* Verilen görev A
Gösterilen metinde aktarılan habere göre Sirkeci hangi kandilde bir ilke sahne olmuştur?
* Verilen görev B
Aşağıdaki ifadelerin gösterilen metinle uyuşup uyuşmadığını belirtiniz. Her biri için evet ya da hayır deyiniz ve kararı belirleyen sözleri metinden tırnak içinde aktarınız.
(i) Fotoğraftaki orkestra ekibinde üç bayan bulunmaktadır.
(ii) Esnafın konseri akşam namazının ardından verilmiştir.
(iii) Haberde konserin yaklaşık iki saat sürdüğü belirtilmektedir.
* Verilen görev C
Gösterilen metinde "BİR ADIM ÖTESİ" ile "sanatlarını icra ediyorlar." arasındaki bölümü, bu ifadeler de dahil olmak üzere, harfi harfine tekrar yazınız.

* Gösterilen metin
* * *
BİR ADIM ÖTESİ CAMİNİN İÇİ!
Zaman Gazetesi’nin pazar ilavesindeki, büyük bir övgü ve stayişle verilen haber ve fotoğraf dikkatimi çekti. Bir türlü inanamadım. Fotoğrafa tekrar tekrar dikkatlice baktım.Yedi sütun ve yarım sayfa üzeriden verilen haberin manşeti, “Kandil münasebeti ile ilk defa cami avlusunda tasavvuf konseri verildi” şeklindeydi.
Fotoğraftan ilk göze çarpan Hoca Paşa camii. Kapının üzerinde, yeni haflerle caminin ismi ve üstünde İslam harfleri ile kitabe. Bunun hemen altında, cami duvarının dibinde, üçü bayan dokuz kişilik orkestra ekibi. Ellerinde ney, kanun, ud, kemençe, keman gibi çalgı aletleri. Huşu(!) içinde tasavvuf müziği adı altında vur patlasın çal oynasın sanatlarını icra ediyorlar.
Fotoğrafın altındaki bununla ilgili haber ise şöyle: “İstanbul'un tarihi semtlerinden Sirkeci, Regaip Kandili'nde bir ilke sahne oldu. Sirkecili bir grup esnaf, Hoca Paşa Camii'nin hemen girişinde halka öğle namazını müteakiben tasavvuf musiki konseri verdi, ikindi namazının ardından caminin girişinde Çağdaş Mevlana Aşıkları Derneği'ne bağlı bir grup genç yerlerine aldı. Huşu içinde yaklaşık bir saat süren konser, mübarek kandil günü Sirkeci'nin havasını değiştirdi.
* * *
* Veri içeriği
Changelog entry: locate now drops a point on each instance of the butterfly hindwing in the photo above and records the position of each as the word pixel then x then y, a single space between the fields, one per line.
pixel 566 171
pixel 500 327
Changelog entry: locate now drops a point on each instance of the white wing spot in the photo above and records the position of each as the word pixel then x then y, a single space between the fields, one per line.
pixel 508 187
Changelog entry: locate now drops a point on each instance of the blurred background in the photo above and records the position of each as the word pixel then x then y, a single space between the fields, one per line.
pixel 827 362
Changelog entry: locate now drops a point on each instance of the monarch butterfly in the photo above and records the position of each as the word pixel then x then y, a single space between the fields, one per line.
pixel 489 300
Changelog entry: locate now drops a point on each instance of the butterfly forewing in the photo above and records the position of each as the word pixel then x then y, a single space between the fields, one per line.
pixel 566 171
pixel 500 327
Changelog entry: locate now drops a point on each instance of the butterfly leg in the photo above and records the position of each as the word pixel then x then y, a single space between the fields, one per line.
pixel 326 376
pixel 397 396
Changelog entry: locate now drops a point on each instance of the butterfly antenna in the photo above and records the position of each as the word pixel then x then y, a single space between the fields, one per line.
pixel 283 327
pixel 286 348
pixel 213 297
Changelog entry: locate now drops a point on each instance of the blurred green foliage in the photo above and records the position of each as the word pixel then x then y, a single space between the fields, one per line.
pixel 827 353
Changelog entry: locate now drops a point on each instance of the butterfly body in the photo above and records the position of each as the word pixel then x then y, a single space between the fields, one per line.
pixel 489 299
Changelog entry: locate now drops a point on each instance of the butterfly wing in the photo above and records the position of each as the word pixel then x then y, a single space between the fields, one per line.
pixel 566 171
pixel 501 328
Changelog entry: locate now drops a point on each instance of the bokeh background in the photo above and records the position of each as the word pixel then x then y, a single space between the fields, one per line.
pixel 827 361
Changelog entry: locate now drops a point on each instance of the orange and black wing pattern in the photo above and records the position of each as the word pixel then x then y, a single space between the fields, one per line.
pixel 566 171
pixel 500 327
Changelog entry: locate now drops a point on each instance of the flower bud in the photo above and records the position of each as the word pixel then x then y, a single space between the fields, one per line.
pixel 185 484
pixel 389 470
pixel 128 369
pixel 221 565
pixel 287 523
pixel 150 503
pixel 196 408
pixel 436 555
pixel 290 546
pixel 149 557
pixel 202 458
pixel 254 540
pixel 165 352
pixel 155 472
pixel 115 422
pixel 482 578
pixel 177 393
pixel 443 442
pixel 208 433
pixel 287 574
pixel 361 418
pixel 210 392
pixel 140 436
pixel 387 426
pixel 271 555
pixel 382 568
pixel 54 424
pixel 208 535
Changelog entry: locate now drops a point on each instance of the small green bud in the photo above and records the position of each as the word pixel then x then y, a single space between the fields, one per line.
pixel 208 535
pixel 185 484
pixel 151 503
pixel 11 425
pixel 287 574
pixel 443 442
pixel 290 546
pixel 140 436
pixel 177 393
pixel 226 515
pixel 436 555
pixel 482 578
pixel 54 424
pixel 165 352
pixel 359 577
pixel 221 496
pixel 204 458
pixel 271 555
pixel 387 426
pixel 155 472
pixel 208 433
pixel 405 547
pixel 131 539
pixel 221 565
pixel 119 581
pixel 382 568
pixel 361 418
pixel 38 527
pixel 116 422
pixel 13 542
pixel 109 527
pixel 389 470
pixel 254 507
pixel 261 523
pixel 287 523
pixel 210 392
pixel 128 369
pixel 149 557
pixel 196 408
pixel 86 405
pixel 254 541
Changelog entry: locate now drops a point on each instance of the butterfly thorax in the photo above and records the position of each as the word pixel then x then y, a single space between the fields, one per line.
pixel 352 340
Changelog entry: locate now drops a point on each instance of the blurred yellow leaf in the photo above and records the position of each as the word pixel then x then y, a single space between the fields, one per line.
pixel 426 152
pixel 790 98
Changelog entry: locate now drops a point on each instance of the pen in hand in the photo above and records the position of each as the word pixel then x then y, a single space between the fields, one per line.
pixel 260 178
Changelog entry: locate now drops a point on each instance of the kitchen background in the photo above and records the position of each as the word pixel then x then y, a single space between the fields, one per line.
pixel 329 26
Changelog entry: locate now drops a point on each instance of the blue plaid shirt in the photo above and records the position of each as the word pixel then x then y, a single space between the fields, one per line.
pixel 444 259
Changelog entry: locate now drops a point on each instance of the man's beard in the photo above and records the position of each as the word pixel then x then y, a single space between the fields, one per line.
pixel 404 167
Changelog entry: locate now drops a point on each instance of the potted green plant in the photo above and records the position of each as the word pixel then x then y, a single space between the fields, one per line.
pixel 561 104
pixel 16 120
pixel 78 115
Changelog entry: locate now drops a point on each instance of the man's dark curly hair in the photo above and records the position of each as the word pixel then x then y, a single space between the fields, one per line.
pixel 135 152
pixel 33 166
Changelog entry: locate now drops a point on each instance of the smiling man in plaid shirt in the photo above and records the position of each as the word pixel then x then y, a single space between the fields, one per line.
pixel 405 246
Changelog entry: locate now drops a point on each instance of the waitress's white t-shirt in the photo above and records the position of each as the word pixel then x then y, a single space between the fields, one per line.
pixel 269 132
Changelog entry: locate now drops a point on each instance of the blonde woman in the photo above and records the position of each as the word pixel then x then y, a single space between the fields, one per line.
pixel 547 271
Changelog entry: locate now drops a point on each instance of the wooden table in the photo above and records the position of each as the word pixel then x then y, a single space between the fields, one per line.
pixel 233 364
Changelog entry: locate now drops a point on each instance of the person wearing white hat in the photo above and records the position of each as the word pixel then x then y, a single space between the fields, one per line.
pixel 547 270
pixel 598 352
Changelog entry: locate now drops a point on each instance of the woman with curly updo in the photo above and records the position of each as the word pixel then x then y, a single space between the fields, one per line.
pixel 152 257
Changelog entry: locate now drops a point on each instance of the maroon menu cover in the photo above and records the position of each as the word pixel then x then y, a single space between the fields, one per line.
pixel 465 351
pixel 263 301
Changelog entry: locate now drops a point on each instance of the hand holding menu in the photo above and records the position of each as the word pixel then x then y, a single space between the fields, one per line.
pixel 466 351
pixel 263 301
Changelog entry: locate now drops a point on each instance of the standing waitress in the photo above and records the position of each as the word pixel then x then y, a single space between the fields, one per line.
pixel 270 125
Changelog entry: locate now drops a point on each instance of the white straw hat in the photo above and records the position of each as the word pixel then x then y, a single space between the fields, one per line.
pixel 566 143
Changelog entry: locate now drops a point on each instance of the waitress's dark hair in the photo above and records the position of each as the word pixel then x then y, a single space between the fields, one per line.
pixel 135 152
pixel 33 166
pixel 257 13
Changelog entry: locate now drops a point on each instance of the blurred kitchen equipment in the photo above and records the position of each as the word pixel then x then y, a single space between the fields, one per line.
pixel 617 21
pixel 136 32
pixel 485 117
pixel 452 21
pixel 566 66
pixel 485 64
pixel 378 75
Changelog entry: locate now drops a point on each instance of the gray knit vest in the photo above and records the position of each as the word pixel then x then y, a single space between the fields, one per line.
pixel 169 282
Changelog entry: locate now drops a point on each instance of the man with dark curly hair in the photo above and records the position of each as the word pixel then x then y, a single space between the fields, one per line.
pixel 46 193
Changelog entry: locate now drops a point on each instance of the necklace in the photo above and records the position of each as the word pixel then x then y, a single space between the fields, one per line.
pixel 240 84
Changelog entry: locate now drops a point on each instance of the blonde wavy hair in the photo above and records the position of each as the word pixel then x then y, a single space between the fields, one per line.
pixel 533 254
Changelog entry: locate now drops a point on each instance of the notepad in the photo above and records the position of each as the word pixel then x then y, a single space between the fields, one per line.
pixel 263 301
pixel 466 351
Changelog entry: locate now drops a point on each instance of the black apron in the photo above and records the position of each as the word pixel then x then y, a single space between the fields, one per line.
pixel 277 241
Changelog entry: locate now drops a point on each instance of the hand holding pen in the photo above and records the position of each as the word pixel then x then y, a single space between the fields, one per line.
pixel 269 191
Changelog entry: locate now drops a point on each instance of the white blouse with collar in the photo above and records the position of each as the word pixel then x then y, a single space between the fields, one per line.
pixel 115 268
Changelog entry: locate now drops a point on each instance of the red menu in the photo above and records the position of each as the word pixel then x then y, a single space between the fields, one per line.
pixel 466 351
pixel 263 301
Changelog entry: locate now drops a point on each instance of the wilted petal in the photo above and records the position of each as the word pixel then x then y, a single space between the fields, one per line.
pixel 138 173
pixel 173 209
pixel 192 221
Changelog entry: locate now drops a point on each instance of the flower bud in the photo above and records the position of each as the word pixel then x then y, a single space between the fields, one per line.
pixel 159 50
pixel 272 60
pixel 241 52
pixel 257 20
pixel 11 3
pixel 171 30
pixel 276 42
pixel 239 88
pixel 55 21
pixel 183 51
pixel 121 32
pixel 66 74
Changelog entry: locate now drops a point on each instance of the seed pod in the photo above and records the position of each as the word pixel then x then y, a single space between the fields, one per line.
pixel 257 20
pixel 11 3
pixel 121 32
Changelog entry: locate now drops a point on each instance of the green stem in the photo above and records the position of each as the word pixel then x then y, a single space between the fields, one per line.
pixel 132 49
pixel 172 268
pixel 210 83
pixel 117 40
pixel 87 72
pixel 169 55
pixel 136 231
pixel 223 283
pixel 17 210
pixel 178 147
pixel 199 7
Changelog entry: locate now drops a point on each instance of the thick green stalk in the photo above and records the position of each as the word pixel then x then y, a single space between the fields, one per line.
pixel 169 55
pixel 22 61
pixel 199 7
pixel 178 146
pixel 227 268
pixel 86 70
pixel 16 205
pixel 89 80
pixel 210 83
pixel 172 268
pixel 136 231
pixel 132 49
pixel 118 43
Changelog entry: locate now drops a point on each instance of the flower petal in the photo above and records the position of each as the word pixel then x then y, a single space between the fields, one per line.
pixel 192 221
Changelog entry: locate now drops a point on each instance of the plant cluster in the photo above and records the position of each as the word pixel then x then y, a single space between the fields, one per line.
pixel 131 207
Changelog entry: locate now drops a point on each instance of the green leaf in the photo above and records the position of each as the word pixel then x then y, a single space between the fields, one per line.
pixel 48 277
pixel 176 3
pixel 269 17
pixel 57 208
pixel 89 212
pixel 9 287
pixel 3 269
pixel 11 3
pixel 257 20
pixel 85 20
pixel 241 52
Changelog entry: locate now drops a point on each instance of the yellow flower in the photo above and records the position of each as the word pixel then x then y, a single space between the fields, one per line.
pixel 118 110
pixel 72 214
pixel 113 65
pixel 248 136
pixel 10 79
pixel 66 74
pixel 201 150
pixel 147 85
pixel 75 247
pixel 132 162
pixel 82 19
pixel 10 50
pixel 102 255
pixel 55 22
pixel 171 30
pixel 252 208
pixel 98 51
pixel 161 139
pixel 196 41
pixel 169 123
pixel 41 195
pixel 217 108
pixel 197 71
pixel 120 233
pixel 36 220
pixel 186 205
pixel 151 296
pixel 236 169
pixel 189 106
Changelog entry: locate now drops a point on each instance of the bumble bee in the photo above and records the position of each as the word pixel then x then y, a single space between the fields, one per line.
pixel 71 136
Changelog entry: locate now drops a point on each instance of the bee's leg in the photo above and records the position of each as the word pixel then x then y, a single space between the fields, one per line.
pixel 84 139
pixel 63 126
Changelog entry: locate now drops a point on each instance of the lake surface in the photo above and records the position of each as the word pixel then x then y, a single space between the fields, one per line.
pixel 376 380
* * *
* Tam yanıt A
Regaip Kandili'nde.

* Tam yanıt B
(i) Evet: "üçü bayan dokuz kişilik orkestra ekibi"
(ii) Hayır: "öğle namazını müteakiben tasavvuf musiki konseri verdi"
(iii) Hayır: "yaklaşık bir saat süren konser"

* Tam yanıt C
BİR ADIM ÖTESİ CAMİNİN İÇİ!
Zaman Gazetesi’nin pazar ilavesindeki, büyük bir övgü ve stayişle verilen haber ve fotoğraf dikkatimi çekti. Bir türlü inanamadım. Fotoğrafa tekrar tekrar dikkatlice baktım.Yedi sütun ve yarım sayfa üzeriden verilen haberin manşeti, “Kandil münasebeti ile ilk defa cami avlusunda tasavvuf konseri verildi” şeklindeydi.
Fotoğraftan ilk göze çarpan Hoca Paşa camii. Kapının üzerinde, yeni haflerle caminin ismi ve üstünde İslam harfleri ile kitabe. Bunun hemen altında, cami duvarının dibinde, üçü bayan dokuz kişilik orkestra ekibi. Ellerinde ney, kanun, ud, kemençe, keman gibi çalgı aletleri. Huşu(!) içinde tasavvuf müziği adı altında vur patlasın çal oynasın sanatlarını icra ediyorlar.